__Problem to work on__
Count the lines in the records below that contain the string "city", matching case exactly, and give only the number.

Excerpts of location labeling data
┄┄┄┄┄┄
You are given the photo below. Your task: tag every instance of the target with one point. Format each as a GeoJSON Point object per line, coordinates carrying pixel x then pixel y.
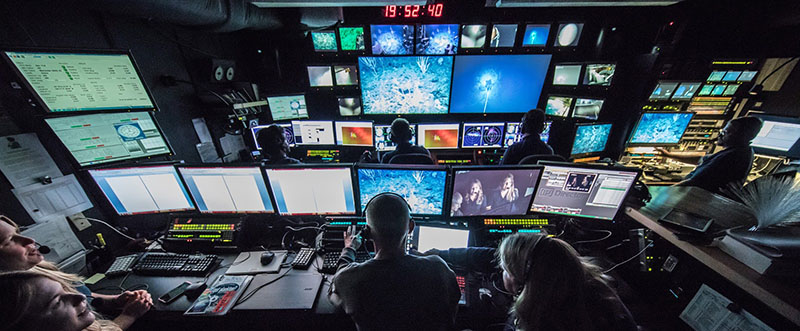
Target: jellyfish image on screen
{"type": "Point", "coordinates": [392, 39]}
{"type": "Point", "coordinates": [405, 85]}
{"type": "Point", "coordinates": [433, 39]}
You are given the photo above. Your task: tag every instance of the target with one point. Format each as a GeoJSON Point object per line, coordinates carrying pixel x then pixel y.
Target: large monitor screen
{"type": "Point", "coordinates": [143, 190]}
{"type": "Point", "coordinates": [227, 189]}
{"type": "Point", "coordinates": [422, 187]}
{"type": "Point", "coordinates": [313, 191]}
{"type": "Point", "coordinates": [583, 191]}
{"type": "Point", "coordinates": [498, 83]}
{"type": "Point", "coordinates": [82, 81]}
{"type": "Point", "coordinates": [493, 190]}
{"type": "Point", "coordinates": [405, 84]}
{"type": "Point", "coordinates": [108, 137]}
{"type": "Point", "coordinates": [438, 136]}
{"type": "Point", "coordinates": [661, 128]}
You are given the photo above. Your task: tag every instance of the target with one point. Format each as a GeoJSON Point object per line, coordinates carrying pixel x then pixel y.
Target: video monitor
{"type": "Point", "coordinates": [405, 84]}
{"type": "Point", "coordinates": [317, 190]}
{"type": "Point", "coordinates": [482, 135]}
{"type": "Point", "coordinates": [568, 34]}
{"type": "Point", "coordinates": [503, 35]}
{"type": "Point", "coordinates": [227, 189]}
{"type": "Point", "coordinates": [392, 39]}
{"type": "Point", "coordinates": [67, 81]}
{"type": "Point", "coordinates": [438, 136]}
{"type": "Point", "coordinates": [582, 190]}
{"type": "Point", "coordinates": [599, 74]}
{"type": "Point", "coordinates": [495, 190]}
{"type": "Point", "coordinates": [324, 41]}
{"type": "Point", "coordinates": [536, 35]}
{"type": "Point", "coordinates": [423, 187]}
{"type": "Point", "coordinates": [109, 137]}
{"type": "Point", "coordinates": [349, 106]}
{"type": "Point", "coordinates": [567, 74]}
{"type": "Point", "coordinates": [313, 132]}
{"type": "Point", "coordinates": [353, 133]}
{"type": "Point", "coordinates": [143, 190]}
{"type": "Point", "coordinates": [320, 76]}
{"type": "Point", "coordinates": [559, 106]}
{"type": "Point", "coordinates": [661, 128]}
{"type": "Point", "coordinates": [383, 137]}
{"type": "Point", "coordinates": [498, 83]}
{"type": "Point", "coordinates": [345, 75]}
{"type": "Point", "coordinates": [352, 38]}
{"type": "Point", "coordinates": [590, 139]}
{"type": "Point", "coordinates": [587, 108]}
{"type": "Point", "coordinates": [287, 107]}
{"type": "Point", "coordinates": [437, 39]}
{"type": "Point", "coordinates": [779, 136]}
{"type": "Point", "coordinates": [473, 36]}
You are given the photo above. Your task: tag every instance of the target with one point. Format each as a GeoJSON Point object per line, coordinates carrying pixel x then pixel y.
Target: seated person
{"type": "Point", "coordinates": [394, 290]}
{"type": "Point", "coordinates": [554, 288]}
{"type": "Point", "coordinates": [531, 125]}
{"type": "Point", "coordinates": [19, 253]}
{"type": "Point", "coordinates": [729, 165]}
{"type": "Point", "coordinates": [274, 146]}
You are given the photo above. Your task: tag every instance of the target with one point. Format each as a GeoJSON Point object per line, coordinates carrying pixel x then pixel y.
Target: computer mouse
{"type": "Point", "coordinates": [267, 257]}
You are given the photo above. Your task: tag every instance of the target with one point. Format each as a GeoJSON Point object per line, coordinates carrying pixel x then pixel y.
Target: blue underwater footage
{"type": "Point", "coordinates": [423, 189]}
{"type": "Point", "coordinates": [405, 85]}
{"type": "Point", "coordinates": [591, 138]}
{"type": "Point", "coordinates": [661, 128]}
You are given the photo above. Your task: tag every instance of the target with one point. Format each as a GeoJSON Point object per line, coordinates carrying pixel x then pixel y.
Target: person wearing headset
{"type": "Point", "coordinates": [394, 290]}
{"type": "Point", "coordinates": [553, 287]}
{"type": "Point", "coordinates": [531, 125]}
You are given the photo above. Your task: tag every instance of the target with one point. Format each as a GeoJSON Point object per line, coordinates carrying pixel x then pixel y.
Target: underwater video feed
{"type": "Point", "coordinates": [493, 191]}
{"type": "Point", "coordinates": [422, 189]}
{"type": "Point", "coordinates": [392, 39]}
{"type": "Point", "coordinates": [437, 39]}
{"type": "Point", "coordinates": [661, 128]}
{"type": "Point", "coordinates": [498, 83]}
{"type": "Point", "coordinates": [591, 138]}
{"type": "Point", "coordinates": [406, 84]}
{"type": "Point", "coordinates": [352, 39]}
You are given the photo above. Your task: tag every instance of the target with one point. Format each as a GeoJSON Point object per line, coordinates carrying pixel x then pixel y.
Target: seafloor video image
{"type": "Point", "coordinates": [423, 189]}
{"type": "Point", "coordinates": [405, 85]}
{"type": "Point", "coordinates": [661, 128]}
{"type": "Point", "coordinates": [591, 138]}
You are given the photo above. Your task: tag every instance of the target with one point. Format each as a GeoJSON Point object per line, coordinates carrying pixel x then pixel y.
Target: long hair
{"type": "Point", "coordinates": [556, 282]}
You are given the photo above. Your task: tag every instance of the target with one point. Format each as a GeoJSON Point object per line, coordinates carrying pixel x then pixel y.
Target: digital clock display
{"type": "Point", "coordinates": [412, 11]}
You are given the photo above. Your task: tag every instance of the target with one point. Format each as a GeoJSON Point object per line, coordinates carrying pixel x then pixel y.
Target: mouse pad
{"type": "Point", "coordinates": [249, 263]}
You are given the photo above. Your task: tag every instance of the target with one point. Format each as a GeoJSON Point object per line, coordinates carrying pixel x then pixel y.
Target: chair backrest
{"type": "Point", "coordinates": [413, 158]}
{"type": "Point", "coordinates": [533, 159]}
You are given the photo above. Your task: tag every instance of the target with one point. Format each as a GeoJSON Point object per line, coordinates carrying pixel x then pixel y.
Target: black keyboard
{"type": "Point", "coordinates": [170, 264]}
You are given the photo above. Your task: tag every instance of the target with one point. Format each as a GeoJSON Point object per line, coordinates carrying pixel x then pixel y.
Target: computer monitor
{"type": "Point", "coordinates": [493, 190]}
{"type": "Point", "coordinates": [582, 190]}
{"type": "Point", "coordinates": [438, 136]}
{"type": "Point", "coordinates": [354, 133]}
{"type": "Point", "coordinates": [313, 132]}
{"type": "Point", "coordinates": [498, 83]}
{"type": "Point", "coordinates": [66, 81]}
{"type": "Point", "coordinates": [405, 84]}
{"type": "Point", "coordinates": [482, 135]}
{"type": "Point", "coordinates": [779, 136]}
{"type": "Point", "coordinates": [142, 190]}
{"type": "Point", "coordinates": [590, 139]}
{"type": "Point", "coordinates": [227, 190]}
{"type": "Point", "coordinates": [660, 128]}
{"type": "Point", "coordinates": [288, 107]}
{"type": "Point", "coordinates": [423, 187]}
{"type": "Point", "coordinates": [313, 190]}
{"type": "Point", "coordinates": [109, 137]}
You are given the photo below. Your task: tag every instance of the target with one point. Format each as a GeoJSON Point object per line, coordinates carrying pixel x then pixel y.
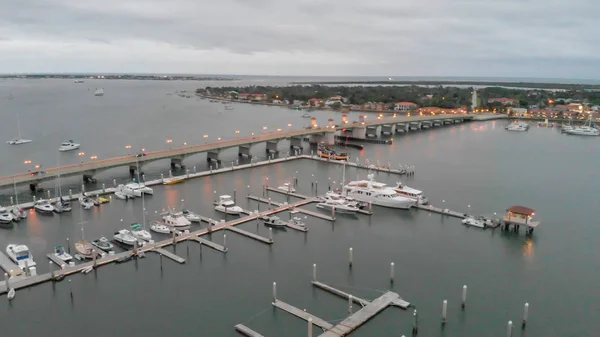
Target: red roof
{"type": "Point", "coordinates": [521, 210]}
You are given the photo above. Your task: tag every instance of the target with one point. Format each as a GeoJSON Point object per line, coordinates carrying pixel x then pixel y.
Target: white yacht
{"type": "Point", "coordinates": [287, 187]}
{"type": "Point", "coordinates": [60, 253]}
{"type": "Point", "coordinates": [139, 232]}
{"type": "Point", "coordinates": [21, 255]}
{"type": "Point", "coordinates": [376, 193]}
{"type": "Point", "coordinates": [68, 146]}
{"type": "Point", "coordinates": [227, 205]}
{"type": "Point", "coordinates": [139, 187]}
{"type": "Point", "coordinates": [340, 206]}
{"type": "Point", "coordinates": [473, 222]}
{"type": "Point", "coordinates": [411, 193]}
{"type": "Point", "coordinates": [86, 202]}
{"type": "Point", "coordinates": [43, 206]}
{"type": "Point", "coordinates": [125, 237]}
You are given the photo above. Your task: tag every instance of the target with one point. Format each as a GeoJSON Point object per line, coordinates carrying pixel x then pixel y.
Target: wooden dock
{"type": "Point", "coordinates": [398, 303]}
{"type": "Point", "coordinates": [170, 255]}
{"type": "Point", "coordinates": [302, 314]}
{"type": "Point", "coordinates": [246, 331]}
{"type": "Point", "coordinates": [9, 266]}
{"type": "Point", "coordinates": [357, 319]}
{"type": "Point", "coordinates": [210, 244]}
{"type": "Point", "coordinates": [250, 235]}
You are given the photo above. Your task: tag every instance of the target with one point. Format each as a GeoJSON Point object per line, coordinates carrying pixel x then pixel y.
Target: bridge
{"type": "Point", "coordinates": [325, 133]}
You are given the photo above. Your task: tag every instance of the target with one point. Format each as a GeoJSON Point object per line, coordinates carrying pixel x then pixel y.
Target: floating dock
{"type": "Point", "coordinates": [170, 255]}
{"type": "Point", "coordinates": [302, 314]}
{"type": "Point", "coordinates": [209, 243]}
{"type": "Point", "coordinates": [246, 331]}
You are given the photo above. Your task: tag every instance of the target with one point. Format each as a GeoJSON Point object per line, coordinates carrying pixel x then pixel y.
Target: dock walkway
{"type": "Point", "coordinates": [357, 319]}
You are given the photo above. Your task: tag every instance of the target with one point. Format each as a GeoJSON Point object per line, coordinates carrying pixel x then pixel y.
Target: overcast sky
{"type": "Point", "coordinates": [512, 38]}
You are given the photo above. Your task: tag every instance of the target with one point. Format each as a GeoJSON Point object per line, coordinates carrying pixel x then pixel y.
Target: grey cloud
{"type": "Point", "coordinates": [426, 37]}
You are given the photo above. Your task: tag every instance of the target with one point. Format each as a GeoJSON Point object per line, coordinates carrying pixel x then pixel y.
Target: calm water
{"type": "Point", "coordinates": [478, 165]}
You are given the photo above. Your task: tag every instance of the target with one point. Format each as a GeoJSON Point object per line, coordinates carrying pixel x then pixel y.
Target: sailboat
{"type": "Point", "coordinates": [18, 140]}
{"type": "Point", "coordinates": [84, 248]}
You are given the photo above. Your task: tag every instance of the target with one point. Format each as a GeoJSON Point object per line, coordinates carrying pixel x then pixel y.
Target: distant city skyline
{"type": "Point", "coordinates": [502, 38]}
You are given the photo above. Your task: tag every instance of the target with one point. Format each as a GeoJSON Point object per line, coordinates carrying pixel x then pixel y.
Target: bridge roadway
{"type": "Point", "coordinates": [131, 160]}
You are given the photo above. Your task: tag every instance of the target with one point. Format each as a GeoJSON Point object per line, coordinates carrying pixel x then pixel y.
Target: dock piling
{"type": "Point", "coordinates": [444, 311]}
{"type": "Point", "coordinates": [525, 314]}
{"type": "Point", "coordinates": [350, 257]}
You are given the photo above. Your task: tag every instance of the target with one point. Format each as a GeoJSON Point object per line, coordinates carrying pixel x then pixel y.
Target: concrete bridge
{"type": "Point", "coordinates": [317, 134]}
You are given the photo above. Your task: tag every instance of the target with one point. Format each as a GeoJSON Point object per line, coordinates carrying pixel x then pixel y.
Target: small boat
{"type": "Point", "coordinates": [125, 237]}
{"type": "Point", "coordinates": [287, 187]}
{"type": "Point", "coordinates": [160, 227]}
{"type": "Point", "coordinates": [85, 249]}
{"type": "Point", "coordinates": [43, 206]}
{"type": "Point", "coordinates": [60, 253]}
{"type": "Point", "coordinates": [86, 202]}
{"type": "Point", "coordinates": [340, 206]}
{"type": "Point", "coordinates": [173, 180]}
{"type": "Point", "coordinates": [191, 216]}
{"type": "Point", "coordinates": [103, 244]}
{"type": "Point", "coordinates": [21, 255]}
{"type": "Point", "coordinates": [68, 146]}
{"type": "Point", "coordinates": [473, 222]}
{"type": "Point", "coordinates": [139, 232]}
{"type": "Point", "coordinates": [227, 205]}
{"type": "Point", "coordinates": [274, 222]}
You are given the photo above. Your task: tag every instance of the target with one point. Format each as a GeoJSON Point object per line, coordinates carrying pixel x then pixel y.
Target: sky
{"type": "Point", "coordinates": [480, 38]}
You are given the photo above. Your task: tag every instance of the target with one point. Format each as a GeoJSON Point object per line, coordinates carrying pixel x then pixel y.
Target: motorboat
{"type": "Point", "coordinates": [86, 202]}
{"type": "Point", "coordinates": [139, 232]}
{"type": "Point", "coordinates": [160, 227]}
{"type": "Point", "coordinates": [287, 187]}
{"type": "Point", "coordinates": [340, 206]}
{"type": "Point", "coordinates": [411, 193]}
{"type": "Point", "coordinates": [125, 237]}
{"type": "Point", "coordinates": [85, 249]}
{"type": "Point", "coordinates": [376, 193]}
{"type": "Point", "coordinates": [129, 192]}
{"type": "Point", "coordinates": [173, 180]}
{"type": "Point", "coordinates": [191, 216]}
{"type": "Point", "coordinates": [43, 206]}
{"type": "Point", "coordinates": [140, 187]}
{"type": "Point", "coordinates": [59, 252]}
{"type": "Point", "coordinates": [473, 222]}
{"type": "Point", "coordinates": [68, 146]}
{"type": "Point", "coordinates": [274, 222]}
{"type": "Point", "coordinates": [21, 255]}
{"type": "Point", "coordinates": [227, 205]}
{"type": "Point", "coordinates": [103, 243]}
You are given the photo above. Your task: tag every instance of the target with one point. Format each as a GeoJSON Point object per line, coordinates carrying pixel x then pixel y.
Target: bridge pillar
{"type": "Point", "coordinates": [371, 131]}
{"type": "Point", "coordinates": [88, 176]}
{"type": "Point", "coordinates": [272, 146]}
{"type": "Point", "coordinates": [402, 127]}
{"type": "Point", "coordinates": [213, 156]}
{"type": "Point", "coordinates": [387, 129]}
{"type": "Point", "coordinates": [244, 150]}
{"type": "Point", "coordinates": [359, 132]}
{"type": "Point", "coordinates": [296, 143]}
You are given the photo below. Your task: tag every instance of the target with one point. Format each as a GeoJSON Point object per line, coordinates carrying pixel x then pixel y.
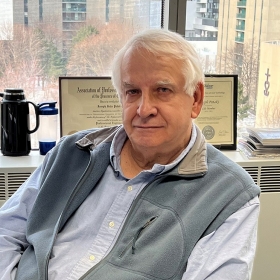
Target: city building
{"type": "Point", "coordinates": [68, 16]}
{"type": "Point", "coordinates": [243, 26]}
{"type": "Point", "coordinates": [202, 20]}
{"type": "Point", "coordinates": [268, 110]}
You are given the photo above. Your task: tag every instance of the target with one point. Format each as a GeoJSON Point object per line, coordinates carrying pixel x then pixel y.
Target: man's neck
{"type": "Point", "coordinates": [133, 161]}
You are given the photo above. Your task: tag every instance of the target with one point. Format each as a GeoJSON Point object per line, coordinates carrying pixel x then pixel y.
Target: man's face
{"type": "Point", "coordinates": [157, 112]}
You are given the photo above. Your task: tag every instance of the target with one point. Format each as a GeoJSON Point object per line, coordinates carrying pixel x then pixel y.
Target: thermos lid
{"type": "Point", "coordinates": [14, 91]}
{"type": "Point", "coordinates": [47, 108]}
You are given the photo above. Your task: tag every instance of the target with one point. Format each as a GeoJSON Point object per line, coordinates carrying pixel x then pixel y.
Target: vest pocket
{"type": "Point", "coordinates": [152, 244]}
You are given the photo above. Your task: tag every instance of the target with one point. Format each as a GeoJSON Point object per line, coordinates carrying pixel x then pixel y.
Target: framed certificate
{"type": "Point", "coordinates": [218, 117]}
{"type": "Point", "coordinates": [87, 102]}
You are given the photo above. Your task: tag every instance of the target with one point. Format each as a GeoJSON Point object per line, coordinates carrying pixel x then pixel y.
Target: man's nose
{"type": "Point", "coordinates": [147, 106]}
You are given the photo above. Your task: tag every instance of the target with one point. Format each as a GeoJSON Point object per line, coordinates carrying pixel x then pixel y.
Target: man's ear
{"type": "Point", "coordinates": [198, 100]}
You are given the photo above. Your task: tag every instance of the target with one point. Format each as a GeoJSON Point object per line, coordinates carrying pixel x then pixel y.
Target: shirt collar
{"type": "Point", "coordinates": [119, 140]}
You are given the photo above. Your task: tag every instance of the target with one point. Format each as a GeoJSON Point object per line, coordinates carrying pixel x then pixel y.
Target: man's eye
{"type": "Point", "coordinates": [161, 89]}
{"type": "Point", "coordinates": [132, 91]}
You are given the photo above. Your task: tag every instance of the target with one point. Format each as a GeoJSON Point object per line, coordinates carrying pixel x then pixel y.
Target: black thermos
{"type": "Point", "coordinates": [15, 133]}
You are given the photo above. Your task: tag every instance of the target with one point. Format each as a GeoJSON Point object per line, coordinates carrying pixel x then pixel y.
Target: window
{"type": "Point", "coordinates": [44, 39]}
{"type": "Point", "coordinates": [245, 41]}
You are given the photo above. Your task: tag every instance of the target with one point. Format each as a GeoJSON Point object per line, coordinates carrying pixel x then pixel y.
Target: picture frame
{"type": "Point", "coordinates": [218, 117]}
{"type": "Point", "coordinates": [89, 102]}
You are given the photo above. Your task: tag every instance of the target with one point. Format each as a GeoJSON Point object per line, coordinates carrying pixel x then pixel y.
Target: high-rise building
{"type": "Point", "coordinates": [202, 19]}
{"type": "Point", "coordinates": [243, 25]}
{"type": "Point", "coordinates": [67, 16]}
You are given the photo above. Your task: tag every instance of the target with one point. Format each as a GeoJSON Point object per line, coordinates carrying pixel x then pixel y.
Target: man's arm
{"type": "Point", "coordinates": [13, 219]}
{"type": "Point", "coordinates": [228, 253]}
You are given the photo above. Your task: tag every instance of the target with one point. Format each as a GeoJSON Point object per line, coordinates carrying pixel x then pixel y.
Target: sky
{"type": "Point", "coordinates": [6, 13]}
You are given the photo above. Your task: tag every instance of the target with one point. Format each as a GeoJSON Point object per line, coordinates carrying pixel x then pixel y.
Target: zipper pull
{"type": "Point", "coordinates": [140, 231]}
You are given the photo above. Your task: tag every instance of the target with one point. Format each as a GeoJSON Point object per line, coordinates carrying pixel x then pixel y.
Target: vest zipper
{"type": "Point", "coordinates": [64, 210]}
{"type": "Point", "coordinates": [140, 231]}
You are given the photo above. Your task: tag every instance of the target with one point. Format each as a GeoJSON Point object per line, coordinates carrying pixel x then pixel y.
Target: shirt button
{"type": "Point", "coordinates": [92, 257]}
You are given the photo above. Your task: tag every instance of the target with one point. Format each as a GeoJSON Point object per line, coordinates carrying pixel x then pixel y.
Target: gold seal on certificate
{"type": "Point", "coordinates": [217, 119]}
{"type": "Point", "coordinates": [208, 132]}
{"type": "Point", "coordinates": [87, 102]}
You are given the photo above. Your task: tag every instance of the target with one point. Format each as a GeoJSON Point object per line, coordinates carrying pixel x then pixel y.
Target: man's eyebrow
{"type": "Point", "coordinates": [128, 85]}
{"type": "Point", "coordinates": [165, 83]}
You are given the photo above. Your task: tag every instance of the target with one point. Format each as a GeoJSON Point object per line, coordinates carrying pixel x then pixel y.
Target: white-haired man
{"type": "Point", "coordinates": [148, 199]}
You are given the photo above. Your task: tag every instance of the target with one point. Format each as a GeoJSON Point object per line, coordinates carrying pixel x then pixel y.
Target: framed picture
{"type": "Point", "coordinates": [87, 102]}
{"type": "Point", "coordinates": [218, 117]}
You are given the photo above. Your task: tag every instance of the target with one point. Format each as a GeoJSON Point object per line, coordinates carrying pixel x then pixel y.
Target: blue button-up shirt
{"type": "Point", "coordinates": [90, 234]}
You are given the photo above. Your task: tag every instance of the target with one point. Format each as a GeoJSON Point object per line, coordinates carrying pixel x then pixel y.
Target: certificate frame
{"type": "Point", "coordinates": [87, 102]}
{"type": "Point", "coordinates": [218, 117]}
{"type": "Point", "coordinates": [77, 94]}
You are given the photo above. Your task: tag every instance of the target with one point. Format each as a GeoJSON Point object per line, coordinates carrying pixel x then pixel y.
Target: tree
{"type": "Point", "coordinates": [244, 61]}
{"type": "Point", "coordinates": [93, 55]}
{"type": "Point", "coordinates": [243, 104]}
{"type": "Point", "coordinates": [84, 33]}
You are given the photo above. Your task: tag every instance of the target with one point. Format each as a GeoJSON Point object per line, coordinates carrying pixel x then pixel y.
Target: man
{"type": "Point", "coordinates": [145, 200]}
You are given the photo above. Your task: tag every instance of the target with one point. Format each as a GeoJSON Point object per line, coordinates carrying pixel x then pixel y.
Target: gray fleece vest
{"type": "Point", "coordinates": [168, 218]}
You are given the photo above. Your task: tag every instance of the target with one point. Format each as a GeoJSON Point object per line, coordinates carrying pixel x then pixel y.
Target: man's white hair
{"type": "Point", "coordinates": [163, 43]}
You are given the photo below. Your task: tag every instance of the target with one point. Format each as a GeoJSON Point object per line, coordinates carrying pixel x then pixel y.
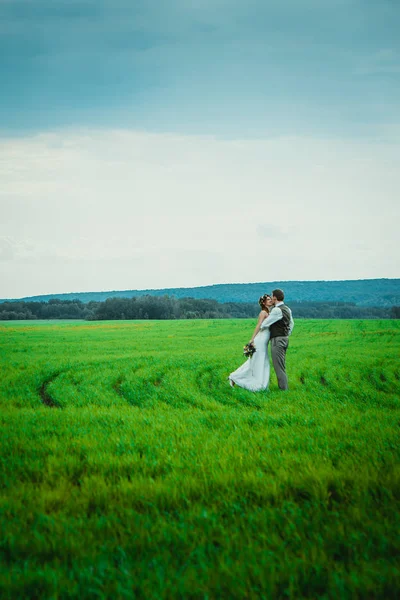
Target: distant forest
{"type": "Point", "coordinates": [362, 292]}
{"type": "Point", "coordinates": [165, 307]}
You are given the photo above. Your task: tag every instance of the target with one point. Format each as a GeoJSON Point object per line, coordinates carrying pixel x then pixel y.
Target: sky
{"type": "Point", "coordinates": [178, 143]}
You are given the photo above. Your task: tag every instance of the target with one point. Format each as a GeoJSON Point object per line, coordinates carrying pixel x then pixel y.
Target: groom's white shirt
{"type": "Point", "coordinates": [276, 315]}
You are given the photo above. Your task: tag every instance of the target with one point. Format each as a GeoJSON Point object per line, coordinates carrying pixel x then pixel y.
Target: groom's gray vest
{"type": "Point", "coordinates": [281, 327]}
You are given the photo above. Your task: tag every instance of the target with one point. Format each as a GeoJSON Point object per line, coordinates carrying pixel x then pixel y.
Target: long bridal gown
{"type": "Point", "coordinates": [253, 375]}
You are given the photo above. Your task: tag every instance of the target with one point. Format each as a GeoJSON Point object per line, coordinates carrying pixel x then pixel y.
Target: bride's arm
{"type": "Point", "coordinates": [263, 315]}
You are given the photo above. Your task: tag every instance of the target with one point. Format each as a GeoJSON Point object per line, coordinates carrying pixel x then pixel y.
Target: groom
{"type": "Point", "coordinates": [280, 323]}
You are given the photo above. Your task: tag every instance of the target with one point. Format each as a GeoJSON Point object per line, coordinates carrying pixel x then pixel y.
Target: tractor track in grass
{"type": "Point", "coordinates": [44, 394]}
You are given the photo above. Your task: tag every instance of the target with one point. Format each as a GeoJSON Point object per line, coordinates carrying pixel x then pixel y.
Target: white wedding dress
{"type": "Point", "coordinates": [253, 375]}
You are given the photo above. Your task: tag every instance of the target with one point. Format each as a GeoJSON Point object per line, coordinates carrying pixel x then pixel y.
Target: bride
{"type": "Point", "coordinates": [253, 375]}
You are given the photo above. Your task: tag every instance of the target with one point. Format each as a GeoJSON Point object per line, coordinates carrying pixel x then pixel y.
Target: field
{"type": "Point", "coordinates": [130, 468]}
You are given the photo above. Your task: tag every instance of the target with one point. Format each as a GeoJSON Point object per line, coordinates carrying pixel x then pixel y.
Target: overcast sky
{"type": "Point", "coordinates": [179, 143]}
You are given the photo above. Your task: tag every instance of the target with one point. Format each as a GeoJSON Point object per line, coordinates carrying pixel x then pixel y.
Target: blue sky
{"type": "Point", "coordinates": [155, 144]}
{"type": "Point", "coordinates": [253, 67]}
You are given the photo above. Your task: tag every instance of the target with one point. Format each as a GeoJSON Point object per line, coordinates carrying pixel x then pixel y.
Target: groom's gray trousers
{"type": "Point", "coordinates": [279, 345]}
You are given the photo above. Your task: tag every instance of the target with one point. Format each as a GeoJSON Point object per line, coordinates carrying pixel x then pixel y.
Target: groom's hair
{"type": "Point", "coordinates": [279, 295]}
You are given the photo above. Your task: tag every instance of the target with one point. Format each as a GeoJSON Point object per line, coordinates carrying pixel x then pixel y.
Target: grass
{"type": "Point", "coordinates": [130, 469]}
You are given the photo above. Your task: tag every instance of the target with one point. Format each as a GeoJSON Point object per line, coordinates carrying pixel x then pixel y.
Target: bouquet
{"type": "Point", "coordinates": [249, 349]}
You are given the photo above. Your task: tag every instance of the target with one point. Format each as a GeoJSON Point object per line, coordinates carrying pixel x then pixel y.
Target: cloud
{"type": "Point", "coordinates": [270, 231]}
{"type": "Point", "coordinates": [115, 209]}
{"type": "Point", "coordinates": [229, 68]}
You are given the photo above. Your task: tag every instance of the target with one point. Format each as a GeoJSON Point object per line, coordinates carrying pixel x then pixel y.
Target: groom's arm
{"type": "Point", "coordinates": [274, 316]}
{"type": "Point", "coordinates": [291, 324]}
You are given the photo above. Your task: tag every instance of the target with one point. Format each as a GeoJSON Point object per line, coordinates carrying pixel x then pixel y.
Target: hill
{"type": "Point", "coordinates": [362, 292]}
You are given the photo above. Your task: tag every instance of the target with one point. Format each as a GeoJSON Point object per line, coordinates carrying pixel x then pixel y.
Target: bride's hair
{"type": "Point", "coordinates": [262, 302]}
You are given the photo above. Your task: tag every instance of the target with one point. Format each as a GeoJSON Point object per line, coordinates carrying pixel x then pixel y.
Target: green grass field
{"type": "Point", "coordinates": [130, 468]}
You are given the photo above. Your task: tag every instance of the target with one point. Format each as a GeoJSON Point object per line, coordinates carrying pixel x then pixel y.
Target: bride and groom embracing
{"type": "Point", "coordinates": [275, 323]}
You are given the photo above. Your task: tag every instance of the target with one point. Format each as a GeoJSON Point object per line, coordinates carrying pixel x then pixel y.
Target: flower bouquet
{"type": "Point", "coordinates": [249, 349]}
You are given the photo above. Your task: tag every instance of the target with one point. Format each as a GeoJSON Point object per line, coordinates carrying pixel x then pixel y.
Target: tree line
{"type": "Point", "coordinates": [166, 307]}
┄┄┄┄┄┄
__Task response__
2